RECORD LIST -

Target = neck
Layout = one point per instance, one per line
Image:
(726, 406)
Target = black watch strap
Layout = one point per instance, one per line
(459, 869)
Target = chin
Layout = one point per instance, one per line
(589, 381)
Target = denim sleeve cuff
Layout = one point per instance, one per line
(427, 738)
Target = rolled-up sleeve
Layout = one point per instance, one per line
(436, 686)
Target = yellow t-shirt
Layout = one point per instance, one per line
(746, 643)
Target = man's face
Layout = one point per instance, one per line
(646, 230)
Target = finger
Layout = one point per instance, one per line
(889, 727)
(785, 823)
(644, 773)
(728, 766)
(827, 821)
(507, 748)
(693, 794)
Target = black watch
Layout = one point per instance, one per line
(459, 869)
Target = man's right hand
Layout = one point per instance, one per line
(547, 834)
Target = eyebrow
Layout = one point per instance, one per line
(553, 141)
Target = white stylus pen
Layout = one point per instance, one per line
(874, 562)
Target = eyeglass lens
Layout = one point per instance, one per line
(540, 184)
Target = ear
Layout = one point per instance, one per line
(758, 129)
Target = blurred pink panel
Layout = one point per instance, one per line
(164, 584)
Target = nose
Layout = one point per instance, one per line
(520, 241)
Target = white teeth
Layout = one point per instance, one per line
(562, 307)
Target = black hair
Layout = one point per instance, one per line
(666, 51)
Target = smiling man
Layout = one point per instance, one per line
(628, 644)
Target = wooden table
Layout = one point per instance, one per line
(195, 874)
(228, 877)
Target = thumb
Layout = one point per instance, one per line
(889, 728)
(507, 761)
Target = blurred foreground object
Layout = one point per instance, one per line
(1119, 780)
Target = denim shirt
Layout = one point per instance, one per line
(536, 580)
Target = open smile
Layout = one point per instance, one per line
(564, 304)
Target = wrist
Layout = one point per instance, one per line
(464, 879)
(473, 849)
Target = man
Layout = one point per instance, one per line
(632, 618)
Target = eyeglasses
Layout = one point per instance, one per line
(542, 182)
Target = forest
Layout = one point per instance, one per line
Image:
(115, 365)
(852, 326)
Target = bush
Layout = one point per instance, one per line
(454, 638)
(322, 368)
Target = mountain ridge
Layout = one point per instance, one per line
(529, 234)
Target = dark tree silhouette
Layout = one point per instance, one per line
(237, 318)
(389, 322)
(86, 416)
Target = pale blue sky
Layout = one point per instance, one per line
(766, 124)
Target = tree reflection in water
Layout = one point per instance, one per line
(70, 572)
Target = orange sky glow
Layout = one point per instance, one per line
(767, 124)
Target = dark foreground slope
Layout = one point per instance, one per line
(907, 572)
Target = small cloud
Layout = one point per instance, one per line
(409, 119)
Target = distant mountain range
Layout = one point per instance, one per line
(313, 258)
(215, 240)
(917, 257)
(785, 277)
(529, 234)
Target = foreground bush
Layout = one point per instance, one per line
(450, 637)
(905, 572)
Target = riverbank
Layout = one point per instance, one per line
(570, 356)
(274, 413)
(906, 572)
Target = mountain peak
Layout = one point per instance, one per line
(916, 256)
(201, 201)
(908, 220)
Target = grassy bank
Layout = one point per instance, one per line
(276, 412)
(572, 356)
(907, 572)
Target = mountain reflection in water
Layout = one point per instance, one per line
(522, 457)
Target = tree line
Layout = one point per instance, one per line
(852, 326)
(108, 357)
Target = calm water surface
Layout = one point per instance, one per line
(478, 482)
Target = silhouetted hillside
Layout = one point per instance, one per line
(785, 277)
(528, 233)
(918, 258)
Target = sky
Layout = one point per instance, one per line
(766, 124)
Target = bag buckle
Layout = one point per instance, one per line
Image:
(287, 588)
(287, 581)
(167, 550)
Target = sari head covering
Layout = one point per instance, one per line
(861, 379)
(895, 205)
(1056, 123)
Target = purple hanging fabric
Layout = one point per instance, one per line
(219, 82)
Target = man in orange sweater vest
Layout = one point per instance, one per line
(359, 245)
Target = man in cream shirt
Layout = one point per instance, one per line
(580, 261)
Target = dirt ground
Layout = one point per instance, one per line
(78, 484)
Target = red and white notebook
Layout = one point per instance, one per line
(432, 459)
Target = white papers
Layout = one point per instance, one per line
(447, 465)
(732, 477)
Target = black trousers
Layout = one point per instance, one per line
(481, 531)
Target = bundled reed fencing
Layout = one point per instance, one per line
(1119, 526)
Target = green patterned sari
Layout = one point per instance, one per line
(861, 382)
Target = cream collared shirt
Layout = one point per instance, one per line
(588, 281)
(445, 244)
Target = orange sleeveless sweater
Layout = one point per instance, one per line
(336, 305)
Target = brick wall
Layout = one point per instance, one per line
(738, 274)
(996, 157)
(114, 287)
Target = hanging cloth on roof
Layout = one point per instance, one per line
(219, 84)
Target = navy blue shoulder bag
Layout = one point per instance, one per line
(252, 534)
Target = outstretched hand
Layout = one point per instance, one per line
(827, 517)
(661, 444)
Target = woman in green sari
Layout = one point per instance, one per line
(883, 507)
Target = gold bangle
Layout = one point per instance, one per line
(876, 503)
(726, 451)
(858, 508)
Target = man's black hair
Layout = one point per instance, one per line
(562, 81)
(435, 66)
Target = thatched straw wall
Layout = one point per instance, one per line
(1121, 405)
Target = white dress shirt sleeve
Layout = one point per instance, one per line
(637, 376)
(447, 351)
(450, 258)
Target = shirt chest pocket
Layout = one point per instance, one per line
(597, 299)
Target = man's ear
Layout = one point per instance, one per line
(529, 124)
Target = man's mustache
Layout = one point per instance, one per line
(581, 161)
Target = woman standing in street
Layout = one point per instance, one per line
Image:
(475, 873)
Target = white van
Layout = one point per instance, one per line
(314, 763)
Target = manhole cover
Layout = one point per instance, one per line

TASK REQUIREMENTS -
Return, unchanged, every line of the rows from the line containing "Target = man's mustache" through the last line of the rows.

COMPLETE OUTPUT -
Target = man's mustache
Layout = one point per instance, one per line
(581, 161)
Target = woman standing in street
Layout = one point per instance, one per line
Image:
(475, 873)
Target = white van
Layout = one point per instance, one per line
(314, 763)
Target = manhole cover
Layout = one point per instance, one per line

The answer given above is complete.